>> START

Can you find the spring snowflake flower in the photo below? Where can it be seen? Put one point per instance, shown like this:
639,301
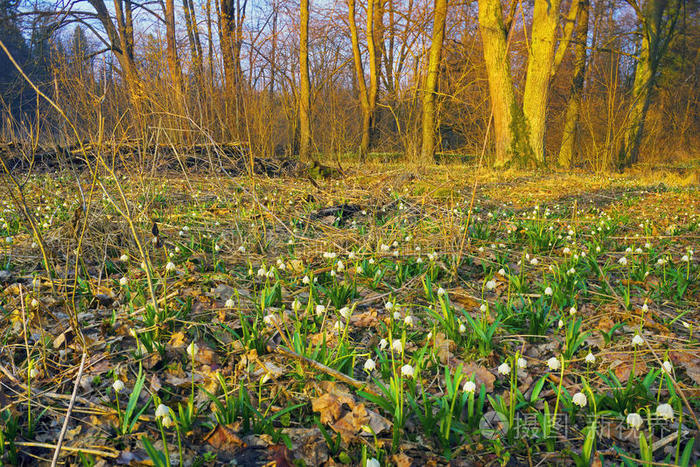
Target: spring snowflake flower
469,387
407,370
579,399
504,369
118,386
665,411
162,411
635,420
192,349
553,364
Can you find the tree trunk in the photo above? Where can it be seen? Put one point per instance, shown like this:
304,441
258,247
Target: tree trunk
431,82
567,151
503,104
305,83
539,68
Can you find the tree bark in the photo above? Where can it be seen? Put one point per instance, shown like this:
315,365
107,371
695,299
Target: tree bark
431,82
305,83
567,151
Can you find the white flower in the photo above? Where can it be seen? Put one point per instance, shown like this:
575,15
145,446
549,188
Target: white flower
635,420
192,349
469,387
407,370
579,399
162,411
668,367
553,364
665,411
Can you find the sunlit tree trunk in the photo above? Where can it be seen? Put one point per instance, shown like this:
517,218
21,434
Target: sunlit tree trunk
305,83
431,82
503,104
567,150
539,68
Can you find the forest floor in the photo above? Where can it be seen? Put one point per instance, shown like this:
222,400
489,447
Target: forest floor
387,317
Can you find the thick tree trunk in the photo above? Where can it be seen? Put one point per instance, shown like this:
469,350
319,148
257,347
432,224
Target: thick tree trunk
503,104
539,69
305,84
431,82
567,151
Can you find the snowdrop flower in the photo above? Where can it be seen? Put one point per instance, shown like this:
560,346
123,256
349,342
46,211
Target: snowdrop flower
579,399
118,386
469,387
667,366
665,411
407,370
635,420
504,368
192,349
162,411
553,364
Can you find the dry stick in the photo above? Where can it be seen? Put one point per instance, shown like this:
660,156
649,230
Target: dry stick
70,409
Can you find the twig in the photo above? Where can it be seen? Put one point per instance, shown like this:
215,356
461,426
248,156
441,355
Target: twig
70,409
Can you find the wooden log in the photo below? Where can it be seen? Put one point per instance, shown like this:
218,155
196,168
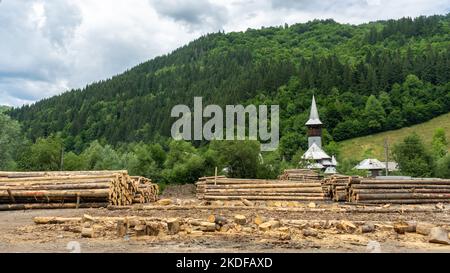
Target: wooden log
57,173
82,186
387,195
412,190
274,190
404,201
255,193
399,186
238,197
269,186
57,193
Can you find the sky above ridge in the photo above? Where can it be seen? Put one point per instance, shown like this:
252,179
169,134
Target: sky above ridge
50,46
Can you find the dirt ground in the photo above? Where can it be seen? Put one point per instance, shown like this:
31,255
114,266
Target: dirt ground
18,232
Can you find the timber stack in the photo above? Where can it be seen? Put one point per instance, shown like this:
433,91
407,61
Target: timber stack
222,188
337,186
400,191
301,175
29,190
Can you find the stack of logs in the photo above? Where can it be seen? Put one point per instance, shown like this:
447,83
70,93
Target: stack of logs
336,186
400,191
45,190
221,188
301,175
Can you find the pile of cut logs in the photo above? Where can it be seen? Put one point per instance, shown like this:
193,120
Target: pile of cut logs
221,188
400,191
336,186
301,175
45,190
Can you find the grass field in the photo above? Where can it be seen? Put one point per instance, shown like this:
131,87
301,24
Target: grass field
373,145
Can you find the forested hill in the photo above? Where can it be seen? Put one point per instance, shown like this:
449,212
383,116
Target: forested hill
366,78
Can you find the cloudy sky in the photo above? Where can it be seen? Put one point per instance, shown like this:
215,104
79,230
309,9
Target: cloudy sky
49,46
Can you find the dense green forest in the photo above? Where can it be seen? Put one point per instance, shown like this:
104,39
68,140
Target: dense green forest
367,78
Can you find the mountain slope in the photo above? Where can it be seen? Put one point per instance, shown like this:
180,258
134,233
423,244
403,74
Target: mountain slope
361,147
342,64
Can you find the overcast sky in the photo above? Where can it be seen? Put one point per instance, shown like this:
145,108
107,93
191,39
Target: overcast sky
50,46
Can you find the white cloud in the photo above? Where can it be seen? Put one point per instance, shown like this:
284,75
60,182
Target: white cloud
49,46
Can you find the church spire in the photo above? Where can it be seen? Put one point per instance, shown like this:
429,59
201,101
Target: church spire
314,115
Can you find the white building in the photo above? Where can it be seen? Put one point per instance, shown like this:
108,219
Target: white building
317,157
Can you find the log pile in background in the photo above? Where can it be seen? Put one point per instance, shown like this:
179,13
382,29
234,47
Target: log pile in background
29,190
400,191
221,188
301,175
337,186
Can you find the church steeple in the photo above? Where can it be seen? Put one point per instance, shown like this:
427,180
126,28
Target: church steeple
314,126
314,114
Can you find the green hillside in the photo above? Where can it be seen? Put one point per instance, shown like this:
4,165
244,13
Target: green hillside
360,147
367,78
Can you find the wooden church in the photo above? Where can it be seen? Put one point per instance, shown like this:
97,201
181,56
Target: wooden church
316,157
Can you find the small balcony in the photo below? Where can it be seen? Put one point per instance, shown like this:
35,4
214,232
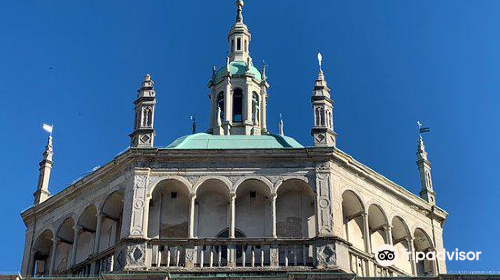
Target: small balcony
245,253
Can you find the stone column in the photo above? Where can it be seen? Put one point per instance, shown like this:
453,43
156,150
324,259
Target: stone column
76,236
97,236
52,266
232,209
412,258
263,110
30,269
113,233
366,233
191,214
273,213
388,234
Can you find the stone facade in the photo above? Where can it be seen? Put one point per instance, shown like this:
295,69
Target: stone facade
278,207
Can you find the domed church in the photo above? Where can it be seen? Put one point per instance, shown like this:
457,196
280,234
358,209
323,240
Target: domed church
236,200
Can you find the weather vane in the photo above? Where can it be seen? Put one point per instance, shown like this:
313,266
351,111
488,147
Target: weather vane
193,122
320,59
422,129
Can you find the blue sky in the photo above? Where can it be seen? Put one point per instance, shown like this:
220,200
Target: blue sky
389,63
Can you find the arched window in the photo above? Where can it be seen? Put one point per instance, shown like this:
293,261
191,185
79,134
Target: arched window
237,105
322,116
220,103
255,108
317,116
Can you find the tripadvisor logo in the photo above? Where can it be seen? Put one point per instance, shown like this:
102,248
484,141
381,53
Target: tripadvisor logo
386,255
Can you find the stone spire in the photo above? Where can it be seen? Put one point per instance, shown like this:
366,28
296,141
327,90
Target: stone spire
42,192
281,127
239,37
322,132
144,133
239,15
238,91
424,168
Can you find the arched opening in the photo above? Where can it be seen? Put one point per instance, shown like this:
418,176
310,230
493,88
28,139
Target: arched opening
377,223
221,105
212,208
112,211
65,234
295,218
297,221
86,236
353,210
169,210
237,105
42,254
400,237
255,108
422,243
253,208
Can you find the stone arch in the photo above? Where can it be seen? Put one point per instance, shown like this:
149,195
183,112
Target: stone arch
154,183
111,212
42,251
298,221
169,209
282,180
401,236
261,179
353,209
212,206
423,243
378,226
253,213
65,235
204,179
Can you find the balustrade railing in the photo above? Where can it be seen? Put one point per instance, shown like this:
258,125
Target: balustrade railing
208,253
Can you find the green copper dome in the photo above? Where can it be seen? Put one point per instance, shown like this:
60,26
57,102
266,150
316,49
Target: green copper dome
238,69
223,142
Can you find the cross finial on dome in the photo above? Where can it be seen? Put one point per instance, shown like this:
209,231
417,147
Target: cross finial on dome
320,59
239,16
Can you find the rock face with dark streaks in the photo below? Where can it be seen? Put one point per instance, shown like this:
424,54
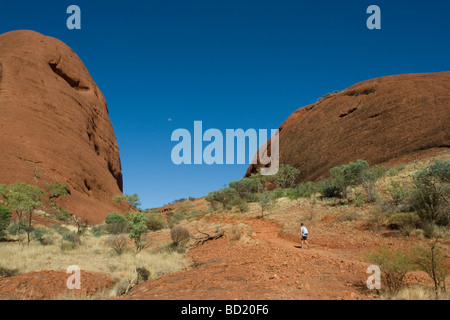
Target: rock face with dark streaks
54,124
384,120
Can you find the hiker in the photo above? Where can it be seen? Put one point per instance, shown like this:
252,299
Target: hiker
304,236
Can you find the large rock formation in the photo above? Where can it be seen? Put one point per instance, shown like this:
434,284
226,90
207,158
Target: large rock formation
385,120
54,124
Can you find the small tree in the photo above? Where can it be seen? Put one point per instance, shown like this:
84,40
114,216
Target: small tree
432,262
24,198
5,219
155,221
117,243
180,235
137,224
120,199
56,189
116,223
267,202
133,200
246,188
431,192
224,196
394,266
286,176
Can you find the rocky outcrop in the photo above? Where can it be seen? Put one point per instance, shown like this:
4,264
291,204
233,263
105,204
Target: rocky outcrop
54,124
384,120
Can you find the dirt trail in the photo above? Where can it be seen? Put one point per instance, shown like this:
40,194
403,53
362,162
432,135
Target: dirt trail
270,268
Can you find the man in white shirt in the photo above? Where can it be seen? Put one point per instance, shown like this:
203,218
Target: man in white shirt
304,235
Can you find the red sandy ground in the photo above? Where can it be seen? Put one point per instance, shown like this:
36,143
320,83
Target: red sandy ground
48,285
274,269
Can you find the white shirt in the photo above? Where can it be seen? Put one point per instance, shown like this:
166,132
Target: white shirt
304,231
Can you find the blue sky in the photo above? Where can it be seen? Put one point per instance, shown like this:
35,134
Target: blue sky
231,64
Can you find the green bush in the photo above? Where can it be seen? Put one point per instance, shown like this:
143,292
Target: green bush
247,188
429,197
70,241
394,266
174,218
17,228
56,189
240,203
116,223
279,193
180,235
155,221
223,197
331,191
96,231
307,189
267,202
114,218
59,229
432,262
404,221
5,219
137,224
286,176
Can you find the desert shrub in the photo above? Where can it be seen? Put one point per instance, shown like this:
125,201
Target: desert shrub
432,262
331,191
350,216
396,170
118,243
240,203
56,189
397,193
430,194
292,193
236,233
286,176
38,235
62,215
195,214
18,227
7,273
96,231
267,202
133,200
307,189
247,188
174,218
155,221
142,274
368,179
223,197
70,241
115,218
137,225
5,219
24,199
180,235
404,221
394,266
116,223
279,193
378,216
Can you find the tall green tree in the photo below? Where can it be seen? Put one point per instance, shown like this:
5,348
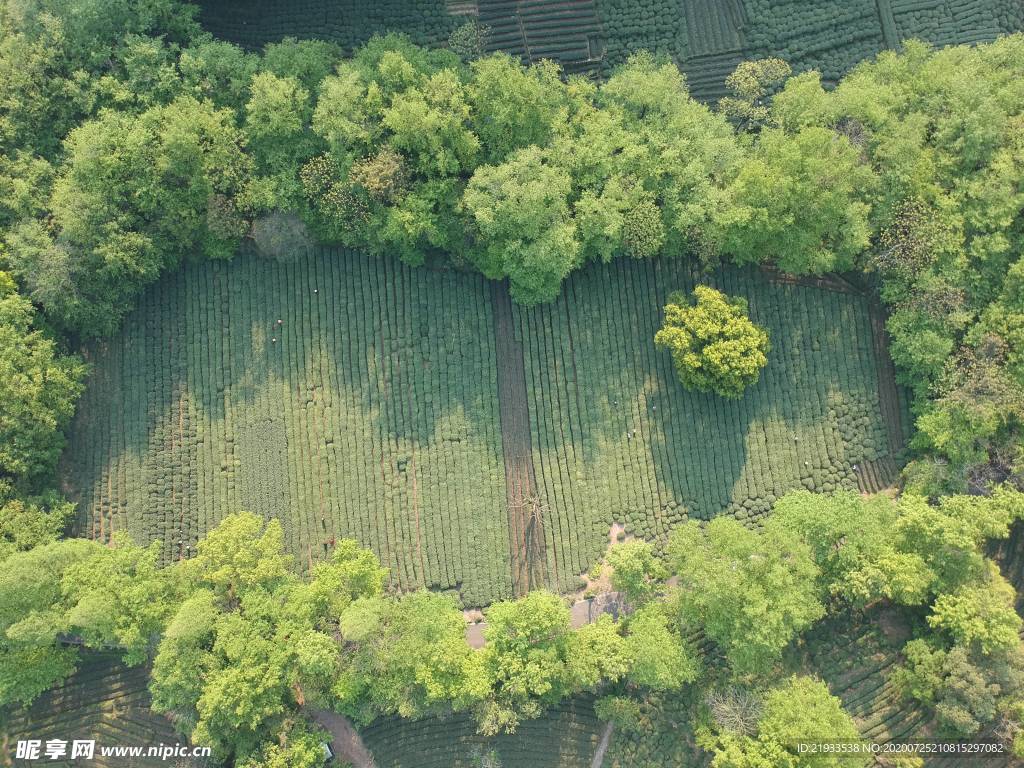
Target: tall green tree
752,593
38,389
715,346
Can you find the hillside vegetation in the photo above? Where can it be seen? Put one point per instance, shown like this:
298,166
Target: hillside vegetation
403,302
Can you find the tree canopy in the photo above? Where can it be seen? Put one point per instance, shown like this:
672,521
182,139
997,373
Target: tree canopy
715,346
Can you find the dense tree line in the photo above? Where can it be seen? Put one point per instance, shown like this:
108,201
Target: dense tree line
131,141
240,644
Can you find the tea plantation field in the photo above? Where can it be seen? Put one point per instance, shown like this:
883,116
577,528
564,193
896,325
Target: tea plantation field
565,737
350,396
103,700
708,38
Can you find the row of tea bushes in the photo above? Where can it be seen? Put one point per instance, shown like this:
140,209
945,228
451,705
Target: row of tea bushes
104,701
566,736
349,23
616,438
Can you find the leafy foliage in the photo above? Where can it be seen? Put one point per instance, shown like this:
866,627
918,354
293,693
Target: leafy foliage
715,346
752,593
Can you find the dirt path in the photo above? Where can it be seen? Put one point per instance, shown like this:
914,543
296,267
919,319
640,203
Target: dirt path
525,510
602,748
345,740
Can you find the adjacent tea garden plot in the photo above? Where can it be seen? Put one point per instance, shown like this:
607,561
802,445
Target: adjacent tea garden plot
566,736
351,396
616,437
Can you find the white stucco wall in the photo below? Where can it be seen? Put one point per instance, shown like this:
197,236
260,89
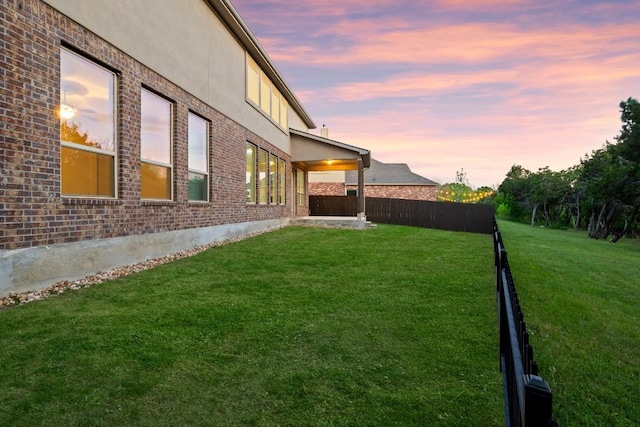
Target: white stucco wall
185,42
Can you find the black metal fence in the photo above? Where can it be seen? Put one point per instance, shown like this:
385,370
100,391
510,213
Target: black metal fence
418,213
528,398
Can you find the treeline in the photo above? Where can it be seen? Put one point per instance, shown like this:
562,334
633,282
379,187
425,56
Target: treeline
600,195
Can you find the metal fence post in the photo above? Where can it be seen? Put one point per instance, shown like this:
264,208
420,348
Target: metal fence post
537,402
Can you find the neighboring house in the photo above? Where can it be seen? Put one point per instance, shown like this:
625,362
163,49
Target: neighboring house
131,130
385,180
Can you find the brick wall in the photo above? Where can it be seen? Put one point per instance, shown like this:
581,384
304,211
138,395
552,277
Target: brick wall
32,210
327,189
408,192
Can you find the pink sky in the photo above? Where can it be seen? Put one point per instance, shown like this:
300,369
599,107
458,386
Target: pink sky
448,84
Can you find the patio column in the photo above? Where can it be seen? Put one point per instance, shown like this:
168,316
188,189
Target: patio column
361,212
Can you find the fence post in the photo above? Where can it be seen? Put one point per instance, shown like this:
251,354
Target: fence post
537,402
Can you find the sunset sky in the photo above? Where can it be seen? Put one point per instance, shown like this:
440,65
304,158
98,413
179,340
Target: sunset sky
448,84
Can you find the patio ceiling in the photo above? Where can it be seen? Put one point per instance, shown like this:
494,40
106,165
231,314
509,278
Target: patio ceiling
315,153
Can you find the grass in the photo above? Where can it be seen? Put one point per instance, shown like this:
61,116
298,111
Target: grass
581,301
297,327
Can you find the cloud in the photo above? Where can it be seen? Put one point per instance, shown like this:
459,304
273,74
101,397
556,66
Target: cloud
450,84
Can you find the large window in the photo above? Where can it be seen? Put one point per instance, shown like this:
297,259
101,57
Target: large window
251,173
300,188
87,127
155,150
265,95
198,158
263,176
282,183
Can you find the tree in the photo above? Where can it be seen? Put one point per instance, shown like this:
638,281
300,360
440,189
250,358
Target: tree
629,138
461,192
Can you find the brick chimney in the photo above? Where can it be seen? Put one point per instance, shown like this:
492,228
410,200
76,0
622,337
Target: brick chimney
324,132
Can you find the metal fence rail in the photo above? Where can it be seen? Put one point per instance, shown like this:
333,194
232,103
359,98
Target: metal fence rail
527,396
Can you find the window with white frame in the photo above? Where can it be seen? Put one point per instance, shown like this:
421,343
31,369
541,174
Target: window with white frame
300,188
264,94
273,179
263,176
198,142
282,183
251,173
87,127
155,147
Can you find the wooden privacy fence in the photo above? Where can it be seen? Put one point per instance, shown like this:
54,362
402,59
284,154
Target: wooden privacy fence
528,398
418,213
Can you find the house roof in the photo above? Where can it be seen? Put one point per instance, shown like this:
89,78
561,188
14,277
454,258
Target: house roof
316,153
388,174
228,14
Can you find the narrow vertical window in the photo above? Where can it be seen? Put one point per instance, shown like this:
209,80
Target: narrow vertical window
275,104
253,80
251,173
155,147
282,183
273,179
300,188
263,177
87,128
283,112
198,158
265,93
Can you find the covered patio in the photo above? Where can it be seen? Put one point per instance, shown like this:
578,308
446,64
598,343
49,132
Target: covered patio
312,153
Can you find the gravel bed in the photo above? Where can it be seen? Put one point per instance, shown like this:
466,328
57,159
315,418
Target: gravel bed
19,298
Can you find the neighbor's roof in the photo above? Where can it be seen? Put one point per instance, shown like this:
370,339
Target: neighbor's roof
240,29
388,174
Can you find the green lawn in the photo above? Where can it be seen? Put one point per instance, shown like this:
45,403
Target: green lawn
581,301
297,327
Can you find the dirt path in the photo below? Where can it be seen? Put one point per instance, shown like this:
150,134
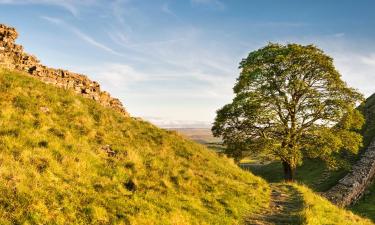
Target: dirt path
285,207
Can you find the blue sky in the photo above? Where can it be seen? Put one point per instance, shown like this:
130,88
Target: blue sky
174,62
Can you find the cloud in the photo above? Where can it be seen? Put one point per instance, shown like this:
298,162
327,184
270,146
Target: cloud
88,39
73,6
166,9
369,60
217,4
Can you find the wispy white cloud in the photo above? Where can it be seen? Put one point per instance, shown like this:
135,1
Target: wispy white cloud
73,6
369,60
88,39
217,4
166,9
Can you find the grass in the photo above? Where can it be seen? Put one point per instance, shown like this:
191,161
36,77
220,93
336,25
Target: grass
65,159
55,168
312,173
317,210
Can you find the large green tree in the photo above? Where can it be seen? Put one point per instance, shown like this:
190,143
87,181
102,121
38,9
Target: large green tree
290,101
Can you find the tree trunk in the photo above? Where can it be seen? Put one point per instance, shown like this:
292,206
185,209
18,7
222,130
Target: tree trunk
289,172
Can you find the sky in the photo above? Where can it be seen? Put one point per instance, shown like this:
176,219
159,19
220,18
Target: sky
175,62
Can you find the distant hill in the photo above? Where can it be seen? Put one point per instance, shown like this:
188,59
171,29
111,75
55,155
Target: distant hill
71,154
200,135
66,159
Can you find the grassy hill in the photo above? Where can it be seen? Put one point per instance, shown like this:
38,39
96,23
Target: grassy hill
65,159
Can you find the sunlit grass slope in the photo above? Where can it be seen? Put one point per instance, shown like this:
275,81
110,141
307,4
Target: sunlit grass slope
317,210
55,168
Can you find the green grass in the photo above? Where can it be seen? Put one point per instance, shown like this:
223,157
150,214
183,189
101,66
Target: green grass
317,210
365,206
53,169
312,172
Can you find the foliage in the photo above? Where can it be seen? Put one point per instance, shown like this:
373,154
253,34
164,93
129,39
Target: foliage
313,173
290,101
53,169
318,210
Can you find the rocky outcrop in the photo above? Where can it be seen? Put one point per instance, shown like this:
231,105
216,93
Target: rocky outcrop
350,188
13,57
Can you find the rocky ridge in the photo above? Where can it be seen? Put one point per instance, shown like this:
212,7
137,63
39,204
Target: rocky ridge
12,56
351,188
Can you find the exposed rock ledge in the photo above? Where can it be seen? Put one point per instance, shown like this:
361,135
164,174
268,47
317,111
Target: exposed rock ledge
13,57
351,188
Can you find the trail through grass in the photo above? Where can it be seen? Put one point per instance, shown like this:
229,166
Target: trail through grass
285,207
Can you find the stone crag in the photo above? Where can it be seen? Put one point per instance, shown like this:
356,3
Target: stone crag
351,188
13,57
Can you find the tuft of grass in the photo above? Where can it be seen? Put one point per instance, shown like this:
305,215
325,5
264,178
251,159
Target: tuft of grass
54,168
313,173
317,210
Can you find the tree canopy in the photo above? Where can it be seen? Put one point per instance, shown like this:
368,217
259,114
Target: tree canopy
290,101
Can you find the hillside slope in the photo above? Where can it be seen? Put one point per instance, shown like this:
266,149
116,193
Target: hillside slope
65,159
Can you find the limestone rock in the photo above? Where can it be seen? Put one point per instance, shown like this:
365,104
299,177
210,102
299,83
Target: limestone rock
13,57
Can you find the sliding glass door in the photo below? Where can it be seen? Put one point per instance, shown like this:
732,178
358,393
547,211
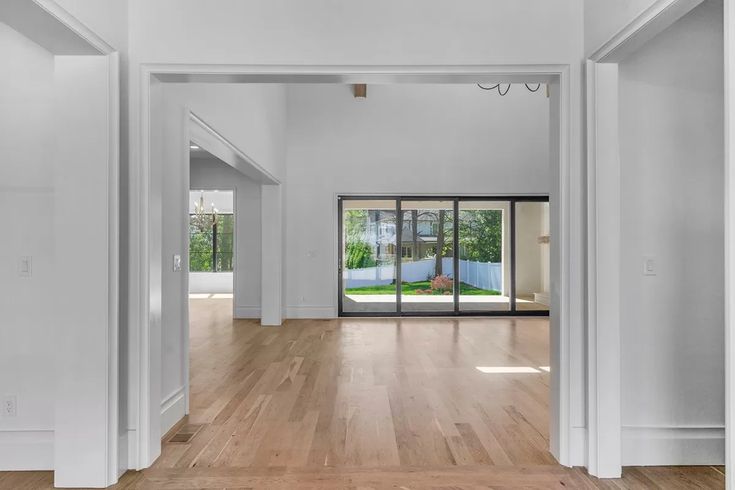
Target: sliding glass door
484,256
427,256
443,256
369,244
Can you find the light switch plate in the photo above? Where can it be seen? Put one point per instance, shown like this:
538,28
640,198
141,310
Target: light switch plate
649,266
9,406
25,266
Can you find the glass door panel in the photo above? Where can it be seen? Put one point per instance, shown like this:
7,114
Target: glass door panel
369,247
484,256
532,256
427,256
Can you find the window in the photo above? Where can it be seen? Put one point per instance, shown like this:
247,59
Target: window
210,243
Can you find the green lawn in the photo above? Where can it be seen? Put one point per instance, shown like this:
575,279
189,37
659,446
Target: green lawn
411,288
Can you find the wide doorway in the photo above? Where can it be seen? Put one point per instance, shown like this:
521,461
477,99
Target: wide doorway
439,255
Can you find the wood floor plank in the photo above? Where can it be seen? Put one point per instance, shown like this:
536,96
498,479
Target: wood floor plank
369,404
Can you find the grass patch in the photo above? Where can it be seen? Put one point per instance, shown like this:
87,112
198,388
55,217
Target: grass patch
412,288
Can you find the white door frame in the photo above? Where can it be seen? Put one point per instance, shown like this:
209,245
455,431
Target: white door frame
729,20
603,213
568,215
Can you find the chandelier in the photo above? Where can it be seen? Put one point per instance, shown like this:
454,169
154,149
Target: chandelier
503,93
202,219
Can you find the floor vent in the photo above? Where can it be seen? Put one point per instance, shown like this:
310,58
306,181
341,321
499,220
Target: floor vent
186,433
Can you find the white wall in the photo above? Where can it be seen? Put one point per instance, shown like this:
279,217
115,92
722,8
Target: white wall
27,195
107,18
604,18
532,257
402,139
214,174
671,132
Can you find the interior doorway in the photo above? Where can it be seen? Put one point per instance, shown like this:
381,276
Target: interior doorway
438,256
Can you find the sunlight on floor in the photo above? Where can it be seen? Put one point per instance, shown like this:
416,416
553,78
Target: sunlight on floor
507,370
210,295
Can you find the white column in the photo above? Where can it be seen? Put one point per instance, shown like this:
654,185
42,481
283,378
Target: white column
604,272
85,217
272,255
729,238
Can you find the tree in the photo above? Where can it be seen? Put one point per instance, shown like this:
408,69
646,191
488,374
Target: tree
438,269
359,255
481,235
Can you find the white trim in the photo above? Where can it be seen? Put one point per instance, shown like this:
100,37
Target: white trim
246,312
568,312
313,312
729,20
667,446
651,22
26,450
603,198
578,440
173,409
130,439
75,25
603,239
113,243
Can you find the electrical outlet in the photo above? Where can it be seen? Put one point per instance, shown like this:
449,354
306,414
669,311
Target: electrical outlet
25,266
650,267
10,406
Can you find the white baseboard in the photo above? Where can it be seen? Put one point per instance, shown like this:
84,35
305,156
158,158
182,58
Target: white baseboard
316,312
673,446
247,312
173,409
578,447
26,450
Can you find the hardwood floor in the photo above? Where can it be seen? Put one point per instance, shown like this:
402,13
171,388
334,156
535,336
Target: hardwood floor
369,403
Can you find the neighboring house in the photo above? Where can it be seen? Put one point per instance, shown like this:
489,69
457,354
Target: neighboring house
418,242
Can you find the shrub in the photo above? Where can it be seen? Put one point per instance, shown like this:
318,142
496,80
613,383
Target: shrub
359,255
442,283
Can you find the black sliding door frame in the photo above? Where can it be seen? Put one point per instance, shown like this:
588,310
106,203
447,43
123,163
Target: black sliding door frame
456,200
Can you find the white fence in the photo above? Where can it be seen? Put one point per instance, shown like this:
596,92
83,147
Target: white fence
483,275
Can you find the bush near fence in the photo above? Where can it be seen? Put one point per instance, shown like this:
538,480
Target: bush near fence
483,275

>> END

Take the line with "Can you find the white trim" and all lines after it to the last line, and reproduce them exactly.

# Solution
Can you find the white trim in the photo above? Where can it be seen? Put one point per instance, shown like this:
100,37
Target: white trim
246,312
568,312
313,312
729,20
667,446
651,22
26,450
603,198
578,440
173,409
130,439
75,25
603,239
113,243
Can you find the electrical outlet in the photo above? Where can it be seen? Put one point per instance, shown like this:
449,354
306,414
669,311
Target: electrical outlet
25,266
650,267
10,406
Can you find the white baseboard in the photo above? Where can it be seen? Put one point per instance, shown like this:
84,35
305,156
158,158
182,58
Target: white baseboard
316,312
673,446
247,312
173,409
578,447
26,450
Can you find the hardwood floor in the photo above? Where can it be seen? Put one point per instance, shown like this:
402,13
171,388
334,156
535,336
Target: hardwood floor
369,403
Can you find the neighboring house in the photo above? Where can it be seen? Put one point per instance, shown like this:
489,69
457,354
Target: neighboring house
418,242
Can you find the shrub in the photo above? Where can it be seen? Put one point per instance, shown like this:
318,142
496,80
613,383
Target: shrub
359,255
442,283
Can you find the black sliding door frame in the photo above? Where can it be seen? Put one point per instance, shown like this:
588,310
106,203
447,43
123,163
Target: black sliding door frame
456,200
Can you find the white fence in the photo above? Where can it be seen? Put one point per instance, shown like this:
596,92
83,147
Target: white fence
483,275
Can you find the bush near fence in the photo above? Where can it be seen? Put one point per instance, shown like this:
538,480
Target: bush near fence
483,275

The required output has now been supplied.